● **Passage provided**
• • •

Tuesday, January 29, 2008

The Gospel is not a formula

Jeff Weddle: "It would be nice if we could formulize the Gospel but one thing you’ll find in the Bible is that there is no formula." I recommend reading Jeff's whole article.

Update: John Schroeder shares further thoughts here.


Anonymous Anonymous said...

read it and left a comment.


8:48 PM, January 29, 2008  
Blogger Milton Stanley said...

You're welcome, Nancy. I'm glad you read this blog and follow the links. Now I'm interested in going to see your comment at AIM. Peace.

5:44 AM, January 30, 2008  
Anonymous Anonymous said...

well, i have to confess that at this point i am a more than a little confused.

i know that God wants for us to have a relationship with Him. and that is very important. and i think that to be open to relating with others in love is also very important.

i am not up on all of the different kinds of beliefs. how many people are?

could you explain your thoughts on this in language that i could understand?

i know that your blog is mainly for preachers. but, i am curious.

• • •

Coordinate labeling data:

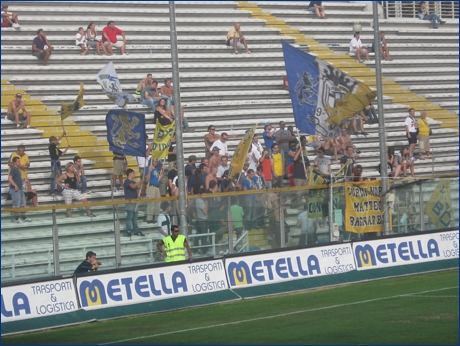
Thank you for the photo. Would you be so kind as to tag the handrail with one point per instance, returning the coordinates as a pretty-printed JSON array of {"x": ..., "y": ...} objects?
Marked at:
[{"x": 191, "y": 197}]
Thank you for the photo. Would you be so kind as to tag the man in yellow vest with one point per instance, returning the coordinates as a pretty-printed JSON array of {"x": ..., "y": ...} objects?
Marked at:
[{"x": 175, "y": 246}]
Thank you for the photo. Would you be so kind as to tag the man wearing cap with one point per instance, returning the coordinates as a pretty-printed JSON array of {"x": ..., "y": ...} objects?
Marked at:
[
  {"x": 283, "y": 137},
  {"x": 191, "y": 165},
  {"x": 356, "y": 46},
  {"x": 13, "y": 111},
  {"x": 9, "y": 19},
  {"x": 38, "y": 47},
  {"x": 222, "y": 144},
  {"x": 214, "y": 160},
  {"x": 175, "y": 245},
  {"x": 155, "y": 173},
  {"x": 269, "y": 135},
  {"x": 209, "y": 140},
  {"x": 109, "y": 38},
  {"x": 23, "y": 161},
  {"x": 256, "y": 153},
  {"x": 224, "y": 166}
]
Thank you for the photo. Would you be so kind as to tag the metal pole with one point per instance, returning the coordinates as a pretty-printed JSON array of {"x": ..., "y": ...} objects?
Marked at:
[
  {"x": 57, "y": 267},
  {"x": 331, "y": 204},
  {"x": 178, "y": 112},
  {"x": 282, "y": 230},
  {"x": 422, "y": 211},
  {"x": 381, "y": 115}
]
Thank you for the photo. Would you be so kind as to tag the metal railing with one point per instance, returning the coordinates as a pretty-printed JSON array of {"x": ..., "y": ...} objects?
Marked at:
[
  {"x": 408, "y": 9},
  {"x": 48, "y": 247}
]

• • •

● **Actions to take**
1. Answer these questions from the blog post:
(a) Who is quoted as saying that the Bible has no formula?
(b) At what time on January 30, 2008, did Milton Stanley's reply appear?
(c) According to the last comment, whom is the blog mainly for?
2. Does each statement agree with the blog post? Answer yes or no, and quote the words that decide it.
(a) The post recommends reading Jeff's whole article.
(b) Milton Stanley says he has already seen Nancy's comment at AIM.
(c) The final commenter claims to be up on all of the different kinds of beliefs.
3. Copy the part of the blog post that begins at "i know that God" and stops after "also very important.", switching "relationship" to "friendship".

● **Exercise answers**
1.
(a) Jeff Weddle
(b) 5:44 AM
(c) Preachers

2.
(a) Yes: "I recommend reading Jeff's whole article."
(b) No: "Now I'm interested in going to see your comment at AIM."
(c) No: "i am not up on all of the different kinds of beliefs."

3.
i know that God wants for us to have a friendship with Him. and that is very important. and i think that to be open to relating with others in love is also very important.